Raw data ->
--*--

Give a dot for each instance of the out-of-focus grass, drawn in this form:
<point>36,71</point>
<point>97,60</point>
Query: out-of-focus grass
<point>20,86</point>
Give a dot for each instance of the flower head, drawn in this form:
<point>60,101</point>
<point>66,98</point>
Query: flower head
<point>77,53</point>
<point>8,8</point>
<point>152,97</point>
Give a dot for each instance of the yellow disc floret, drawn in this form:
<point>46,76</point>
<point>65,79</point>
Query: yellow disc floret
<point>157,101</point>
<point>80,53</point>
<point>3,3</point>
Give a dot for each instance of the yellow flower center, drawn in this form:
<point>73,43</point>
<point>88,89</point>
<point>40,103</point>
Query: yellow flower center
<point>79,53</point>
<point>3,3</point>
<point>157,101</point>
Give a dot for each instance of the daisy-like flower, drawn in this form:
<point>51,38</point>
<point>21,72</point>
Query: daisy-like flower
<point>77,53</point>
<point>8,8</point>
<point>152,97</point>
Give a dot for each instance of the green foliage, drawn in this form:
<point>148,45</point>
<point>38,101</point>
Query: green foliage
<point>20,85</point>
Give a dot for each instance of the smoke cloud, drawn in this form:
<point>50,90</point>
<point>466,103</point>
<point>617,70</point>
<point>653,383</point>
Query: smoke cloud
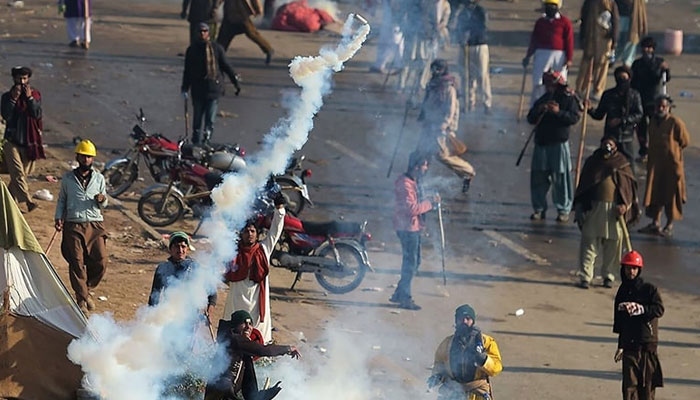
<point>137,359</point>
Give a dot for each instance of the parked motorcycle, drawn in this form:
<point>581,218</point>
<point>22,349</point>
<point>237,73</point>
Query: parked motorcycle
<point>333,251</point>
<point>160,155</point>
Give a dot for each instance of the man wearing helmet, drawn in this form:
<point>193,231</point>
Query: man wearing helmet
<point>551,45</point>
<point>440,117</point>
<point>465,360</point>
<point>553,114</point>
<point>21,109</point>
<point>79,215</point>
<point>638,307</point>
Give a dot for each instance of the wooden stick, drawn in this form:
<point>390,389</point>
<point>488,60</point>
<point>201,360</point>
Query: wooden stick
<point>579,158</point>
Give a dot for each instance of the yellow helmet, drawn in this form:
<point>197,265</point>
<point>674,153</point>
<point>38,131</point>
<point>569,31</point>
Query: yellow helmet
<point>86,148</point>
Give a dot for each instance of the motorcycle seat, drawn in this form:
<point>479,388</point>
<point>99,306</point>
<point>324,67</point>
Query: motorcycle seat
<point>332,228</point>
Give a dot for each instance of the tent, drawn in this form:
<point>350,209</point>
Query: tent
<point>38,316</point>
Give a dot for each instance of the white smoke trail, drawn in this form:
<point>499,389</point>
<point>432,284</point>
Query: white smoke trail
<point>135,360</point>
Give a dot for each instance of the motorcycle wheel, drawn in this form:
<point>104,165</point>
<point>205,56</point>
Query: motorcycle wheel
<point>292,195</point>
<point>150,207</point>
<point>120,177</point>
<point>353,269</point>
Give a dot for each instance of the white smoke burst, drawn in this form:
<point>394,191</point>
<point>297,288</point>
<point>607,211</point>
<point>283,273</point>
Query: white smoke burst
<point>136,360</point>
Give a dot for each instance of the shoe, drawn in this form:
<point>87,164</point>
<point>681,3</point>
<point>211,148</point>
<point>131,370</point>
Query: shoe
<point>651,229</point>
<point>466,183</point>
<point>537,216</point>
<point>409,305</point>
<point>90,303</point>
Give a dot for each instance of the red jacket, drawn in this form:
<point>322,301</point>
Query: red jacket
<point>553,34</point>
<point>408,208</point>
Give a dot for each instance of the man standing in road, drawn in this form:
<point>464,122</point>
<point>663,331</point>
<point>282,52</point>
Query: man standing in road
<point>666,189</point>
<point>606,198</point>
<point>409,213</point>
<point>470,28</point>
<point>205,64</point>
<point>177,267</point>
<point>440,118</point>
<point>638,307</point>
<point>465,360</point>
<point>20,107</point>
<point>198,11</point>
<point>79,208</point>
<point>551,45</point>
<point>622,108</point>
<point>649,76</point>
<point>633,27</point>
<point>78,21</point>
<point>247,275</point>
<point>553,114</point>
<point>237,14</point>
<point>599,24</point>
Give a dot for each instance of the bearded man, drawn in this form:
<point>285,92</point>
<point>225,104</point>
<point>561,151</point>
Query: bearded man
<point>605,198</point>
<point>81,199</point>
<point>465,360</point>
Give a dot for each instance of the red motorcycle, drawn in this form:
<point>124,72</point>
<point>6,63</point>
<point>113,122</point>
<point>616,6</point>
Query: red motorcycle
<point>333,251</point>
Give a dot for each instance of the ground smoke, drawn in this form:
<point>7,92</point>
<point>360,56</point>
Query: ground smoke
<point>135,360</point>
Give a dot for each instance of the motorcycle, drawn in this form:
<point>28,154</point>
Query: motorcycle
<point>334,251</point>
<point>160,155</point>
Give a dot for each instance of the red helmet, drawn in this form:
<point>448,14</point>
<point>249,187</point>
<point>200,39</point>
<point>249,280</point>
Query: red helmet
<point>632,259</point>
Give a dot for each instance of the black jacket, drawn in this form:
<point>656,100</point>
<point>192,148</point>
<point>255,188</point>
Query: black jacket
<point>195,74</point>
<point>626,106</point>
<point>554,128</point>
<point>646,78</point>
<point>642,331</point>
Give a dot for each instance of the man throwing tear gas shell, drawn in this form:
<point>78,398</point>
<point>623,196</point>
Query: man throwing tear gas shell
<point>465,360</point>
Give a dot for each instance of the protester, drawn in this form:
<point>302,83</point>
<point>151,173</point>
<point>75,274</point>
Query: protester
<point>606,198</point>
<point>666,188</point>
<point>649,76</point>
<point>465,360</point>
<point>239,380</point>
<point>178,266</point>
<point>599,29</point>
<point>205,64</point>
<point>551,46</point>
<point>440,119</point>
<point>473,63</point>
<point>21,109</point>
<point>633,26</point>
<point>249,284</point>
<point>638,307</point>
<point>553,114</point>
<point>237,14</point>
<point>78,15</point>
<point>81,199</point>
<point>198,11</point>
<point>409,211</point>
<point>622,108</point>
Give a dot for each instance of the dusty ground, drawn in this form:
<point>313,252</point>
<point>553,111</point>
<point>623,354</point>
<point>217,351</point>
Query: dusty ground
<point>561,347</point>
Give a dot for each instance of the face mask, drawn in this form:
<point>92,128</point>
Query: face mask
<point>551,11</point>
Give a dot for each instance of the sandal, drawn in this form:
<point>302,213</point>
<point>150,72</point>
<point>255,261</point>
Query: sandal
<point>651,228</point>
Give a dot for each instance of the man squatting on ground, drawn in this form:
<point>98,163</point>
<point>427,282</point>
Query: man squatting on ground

--*--

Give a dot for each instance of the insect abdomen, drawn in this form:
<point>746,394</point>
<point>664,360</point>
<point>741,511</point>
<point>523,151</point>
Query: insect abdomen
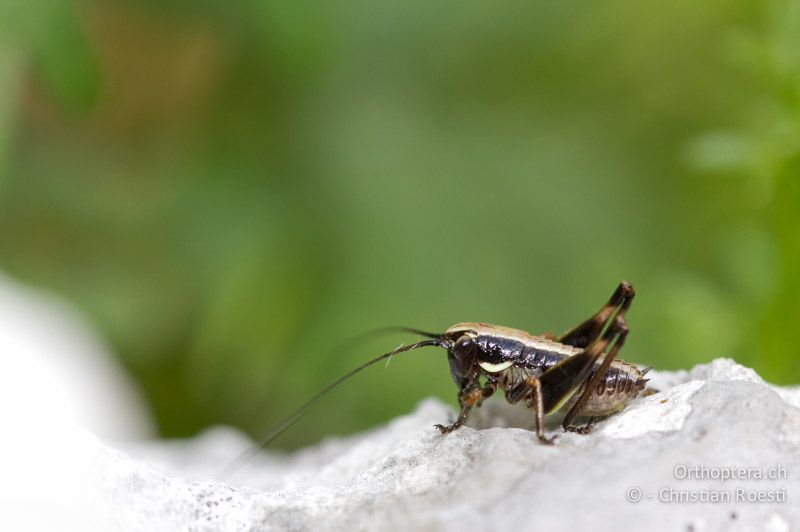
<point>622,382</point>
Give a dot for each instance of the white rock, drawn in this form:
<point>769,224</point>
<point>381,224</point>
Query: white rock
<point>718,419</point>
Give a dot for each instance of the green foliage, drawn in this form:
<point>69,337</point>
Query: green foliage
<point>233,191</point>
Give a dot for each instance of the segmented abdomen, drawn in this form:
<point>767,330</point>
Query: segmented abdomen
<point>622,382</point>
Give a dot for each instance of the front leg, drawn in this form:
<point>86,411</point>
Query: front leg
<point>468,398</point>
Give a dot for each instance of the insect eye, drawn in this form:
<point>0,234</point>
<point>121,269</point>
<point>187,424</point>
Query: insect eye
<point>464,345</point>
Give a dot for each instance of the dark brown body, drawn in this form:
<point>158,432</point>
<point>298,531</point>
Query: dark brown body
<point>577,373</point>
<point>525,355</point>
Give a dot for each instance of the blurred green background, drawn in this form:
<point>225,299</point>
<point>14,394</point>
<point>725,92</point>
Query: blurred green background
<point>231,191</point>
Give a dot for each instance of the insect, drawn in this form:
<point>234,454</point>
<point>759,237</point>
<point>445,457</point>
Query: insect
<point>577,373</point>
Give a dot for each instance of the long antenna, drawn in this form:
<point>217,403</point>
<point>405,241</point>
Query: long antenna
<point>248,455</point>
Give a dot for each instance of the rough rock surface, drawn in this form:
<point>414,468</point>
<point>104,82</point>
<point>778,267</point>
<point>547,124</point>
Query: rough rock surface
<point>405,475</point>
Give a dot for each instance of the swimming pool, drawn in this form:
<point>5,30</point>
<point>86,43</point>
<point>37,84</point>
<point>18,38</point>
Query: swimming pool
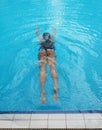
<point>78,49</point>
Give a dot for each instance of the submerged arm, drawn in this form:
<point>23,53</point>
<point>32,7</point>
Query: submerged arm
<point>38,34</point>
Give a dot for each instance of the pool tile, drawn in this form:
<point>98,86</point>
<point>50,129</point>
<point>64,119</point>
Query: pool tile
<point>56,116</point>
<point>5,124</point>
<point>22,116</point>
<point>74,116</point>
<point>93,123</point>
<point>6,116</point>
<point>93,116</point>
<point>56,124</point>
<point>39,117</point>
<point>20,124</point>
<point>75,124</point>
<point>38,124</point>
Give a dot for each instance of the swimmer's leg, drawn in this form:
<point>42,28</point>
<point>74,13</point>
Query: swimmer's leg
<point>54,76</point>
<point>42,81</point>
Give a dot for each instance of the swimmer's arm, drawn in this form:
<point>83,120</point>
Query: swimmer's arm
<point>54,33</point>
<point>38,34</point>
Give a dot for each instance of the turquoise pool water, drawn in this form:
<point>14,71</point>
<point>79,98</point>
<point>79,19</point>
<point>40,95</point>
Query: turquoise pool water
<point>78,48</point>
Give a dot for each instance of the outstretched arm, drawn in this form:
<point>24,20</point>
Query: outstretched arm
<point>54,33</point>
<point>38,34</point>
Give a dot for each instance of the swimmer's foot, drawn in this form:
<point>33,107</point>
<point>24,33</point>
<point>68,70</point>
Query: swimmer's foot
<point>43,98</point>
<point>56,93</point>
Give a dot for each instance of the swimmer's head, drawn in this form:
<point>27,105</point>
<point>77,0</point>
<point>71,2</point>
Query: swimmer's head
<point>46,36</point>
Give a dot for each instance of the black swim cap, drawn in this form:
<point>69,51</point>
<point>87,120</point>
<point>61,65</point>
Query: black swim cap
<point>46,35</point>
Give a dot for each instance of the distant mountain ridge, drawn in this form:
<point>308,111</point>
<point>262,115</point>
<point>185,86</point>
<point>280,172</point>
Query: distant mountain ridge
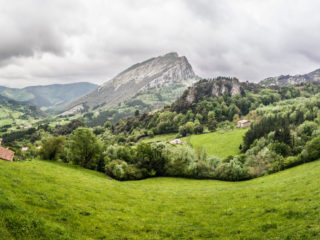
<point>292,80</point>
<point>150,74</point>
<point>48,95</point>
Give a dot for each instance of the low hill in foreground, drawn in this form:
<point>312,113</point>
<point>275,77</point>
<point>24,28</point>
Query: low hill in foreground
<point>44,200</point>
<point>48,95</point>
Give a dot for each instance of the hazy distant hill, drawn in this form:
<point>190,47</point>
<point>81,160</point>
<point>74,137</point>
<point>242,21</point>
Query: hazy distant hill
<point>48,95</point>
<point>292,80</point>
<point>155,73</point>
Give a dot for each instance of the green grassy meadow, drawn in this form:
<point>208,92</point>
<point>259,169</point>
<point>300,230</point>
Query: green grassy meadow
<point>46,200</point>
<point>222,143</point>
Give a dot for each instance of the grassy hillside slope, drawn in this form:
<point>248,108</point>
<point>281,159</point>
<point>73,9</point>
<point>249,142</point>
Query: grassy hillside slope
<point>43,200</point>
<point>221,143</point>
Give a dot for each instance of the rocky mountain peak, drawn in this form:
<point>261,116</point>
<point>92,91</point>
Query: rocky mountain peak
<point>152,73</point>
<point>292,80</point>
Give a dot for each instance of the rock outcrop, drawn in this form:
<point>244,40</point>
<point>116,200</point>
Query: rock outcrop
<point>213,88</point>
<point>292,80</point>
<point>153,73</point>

--*--

Aim of the exercise ->
Please give everything from the line containing "Give a dot for each instance of the black jacket, drawn" down to the line containing "<point>651,228</point>" again, swapping "protester" for "demonstrator" and leaving the rest of those lines unchanged.

Result ->
Give a dot for each instance of the black jacket, drawn in this form:
<point>656,100</point>
<point>192,148</point>
<point>255,188</point>
Query: black jacket
<point>195,74</point>
<point>626,106</point>
<point>554,128</point>
<point>646,78</point>
<point>642,331</point>
Give a dot for each instance of the man throwing tear gas shell, drawn in this form:
<point>78,398</point>
<point>623,196</point>
Query: man throwing tear gas shell
<point>465,360</point>
Give a dot for each instance of the demonstrator, drawn in this form:
<point>302,83</point>
<point>151,173</point>
<point>75,274</point>
Query: demonstrator
<point>606,198</point>
<point>666,188</point>
<point>649,76</point>
<point>465,360</point>
<point>239,380</point>
<point>178,266</point>
<point>599,29</point>
<point>205,64</point>
<point>551,46</point>
<point>440,119</point>
<point>473,63</point>
<point>21,109</point>
<point>633,26</point>
<point>249,284</point>
<point>638,307</point>
<point>553,114</point>
<point>237,14</point>
<point>78,15</point>
<point>81,199</point>
<point>198,11</point>
<point>409,211</point>
<point>622,108</point>
Give a dot for each instance of the dusty ground, drawn in this form:
<point>313,252</point>
<point>553,111</point>
<point>623,354</point>
<point>217,351</point>
Query: dusty ground
<point>561,347</point>
Give a dot for each instance of the face mask, drawn in this form:
<point>92,128</point>
Query: face mask
<point>551,11</point>
Give a dot for each instance of the sandal, drawn in this form:
<point>302,213</point>
<point>150,72</point>
<point>255,261</point>
Query: sandal
<point>651,228</point>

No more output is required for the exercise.